Question

In a right triangle, the square of the hypotenuse is equal to the sum of the squares of the other two sides​

Answer 1

$\sf \huge {Given:-}$

--》Right triangle ABC right angled at B

$\sf \huge{To \: prove:-}$

--》AC² = AB² + BC²

$\sf \huge{Solution:-}$

--》Draw BD perpendicular to AC

Now,

--》ADB ~ ABC

(ADB~ABC ----》 If a perpendicular is drawn from the vertex if the right angle of a right triangle to the hypotenuse then triangles on both sides of the perpendicular are similar to the whole triangle and to each other.)

--》AD/AB = AB/ AC (Sides are proportional)

(Or)

--》AD . AC = AB² (1)

Also,

--》BDC ~ ABC (Above mentioned)

--》CD/BC = BC/AC

(Or)

--》CD.AC = BC² (2)

Adding 1 and 2

--》AD .AC + CD .AC = AB²+ BC²

--》AC (AD+CD) = AB² + BC²

--》AC. AC = AB² + BC²

--》AC² = AB² + BC²

HENCE PROVED

Answer 2

Given:-

A right triangle ABC right angled at B.

=== Problems to work on ===
A. In the proof, rewrite the part from "(ADB~ABC ----》 If" to "(Sides are proportional)", changing "perpendicular" to "altitude".
B. Do these statements agree with the proof? For each, answer yes or no and quote the deciding words. (i) BD is drawn perpendicular to AC. (ii) Triangle ABC is right angled at A. (iii) Equations 1 and 2 are added together.

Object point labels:

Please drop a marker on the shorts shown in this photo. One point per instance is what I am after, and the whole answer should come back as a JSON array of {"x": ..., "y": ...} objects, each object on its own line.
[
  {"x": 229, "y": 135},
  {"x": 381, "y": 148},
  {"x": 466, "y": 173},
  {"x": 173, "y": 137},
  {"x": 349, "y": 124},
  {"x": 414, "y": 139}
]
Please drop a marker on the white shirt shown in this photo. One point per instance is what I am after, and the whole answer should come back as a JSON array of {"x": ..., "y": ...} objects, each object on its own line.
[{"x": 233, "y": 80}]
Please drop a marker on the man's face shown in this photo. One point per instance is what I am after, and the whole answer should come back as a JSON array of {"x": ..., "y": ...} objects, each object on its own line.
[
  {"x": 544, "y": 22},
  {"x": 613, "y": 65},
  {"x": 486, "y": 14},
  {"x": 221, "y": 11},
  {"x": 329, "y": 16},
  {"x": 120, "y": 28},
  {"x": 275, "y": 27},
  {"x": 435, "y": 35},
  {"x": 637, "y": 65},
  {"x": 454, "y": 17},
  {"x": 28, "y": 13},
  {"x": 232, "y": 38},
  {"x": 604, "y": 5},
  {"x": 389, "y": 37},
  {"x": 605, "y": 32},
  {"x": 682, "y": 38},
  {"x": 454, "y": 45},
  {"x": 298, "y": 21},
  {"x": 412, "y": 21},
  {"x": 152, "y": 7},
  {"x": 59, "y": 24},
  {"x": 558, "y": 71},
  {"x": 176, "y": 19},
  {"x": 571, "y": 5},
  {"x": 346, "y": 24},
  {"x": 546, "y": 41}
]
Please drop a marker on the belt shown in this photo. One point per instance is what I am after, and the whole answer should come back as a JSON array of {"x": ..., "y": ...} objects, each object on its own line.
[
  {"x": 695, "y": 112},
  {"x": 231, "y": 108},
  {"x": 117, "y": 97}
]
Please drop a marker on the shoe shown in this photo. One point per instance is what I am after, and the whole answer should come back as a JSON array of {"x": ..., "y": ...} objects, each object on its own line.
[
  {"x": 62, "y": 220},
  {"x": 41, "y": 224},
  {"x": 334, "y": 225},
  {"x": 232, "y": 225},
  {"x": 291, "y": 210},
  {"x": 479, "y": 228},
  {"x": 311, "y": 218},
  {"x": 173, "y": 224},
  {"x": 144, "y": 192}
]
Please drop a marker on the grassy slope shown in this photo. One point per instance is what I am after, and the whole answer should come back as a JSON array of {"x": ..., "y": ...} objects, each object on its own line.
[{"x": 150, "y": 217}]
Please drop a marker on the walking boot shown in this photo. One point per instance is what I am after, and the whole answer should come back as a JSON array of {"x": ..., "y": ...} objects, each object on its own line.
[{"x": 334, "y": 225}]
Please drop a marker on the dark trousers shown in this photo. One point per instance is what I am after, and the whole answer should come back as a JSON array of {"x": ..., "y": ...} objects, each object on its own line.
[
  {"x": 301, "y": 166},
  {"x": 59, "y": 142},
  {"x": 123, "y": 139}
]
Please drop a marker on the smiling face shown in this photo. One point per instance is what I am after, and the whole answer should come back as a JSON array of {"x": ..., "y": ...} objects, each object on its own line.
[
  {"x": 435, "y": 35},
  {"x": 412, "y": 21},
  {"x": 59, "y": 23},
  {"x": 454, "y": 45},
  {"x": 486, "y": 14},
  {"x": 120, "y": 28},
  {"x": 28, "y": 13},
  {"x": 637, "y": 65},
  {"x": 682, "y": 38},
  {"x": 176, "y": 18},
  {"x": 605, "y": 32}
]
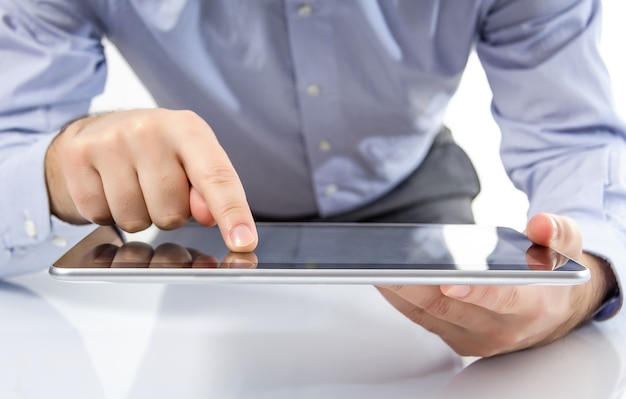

=== Results in order ===
A.
(ADB~ABC ----》 If a altitude is drawn from the vertex if the right angle of a right triangle to the hypotenuse then triangles on both sides of the altitude are similar to the whole triangle and to each other.)

--》AD/AB = AB/ AC (Sides are proportional)

B.
(i) Yes: "Draw BD perpendicular to AC"
(ii) No: "Right triangle ABC right angled at B"
(iii) Yes: "Adding 1 and 2"